--- start THE RECORDS ---

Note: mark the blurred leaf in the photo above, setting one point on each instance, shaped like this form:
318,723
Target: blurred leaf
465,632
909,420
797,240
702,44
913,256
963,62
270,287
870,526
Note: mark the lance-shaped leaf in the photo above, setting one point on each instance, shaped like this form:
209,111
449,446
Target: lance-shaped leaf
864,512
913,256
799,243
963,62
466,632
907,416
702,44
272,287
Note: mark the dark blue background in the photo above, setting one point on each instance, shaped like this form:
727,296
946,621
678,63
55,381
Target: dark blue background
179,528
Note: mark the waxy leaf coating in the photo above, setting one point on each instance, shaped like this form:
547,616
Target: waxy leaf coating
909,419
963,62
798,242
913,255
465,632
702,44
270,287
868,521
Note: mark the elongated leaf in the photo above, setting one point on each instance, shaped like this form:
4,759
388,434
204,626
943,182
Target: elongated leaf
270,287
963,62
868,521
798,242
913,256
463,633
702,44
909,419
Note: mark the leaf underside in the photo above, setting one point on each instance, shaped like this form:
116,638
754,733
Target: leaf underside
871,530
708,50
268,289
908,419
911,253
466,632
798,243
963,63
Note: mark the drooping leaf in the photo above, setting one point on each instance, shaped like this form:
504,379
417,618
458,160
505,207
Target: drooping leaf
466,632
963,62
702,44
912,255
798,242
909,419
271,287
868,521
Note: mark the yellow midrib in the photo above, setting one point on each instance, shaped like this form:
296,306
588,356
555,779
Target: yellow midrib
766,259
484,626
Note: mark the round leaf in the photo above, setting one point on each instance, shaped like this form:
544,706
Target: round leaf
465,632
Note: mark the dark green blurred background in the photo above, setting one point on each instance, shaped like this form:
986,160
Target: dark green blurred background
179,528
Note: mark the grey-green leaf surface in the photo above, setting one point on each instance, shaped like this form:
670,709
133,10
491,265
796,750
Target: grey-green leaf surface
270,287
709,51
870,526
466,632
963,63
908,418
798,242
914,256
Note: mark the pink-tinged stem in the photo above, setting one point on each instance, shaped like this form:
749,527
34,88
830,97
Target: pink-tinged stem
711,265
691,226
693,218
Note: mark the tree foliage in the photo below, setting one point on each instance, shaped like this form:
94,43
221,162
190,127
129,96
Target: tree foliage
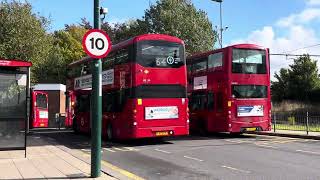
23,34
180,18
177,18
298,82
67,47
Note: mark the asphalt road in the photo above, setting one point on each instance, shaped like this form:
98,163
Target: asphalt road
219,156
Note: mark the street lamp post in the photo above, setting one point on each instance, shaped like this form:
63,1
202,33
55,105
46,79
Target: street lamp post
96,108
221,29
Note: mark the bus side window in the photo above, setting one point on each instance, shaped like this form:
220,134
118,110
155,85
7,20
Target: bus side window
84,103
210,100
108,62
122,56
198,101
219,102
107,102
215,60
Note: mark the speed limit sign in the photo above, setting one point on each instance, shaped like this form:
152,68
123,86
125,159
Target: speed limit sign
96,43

--- end THE RECORDS ---
--- start THE RECORDS ---

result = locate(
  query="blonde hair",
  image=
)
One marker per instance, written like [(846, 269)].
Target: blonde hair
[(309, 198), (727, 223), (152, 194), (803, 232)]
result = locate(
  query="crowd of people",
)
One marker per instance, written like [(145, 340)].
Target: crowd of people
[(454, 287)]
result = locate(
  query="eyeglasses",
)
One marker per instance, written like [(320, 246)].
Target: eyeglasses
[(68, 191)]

--- end THE RECORDS ---

### DIRECTIVE
List each line of the items above that contains the string "post", treating uppercase and lowercase as different.

### THE COMPLETED TASK
Note: mark the street lamp post in the photo above, setting one point on each instance, shaped like this form:
Target: street lamp post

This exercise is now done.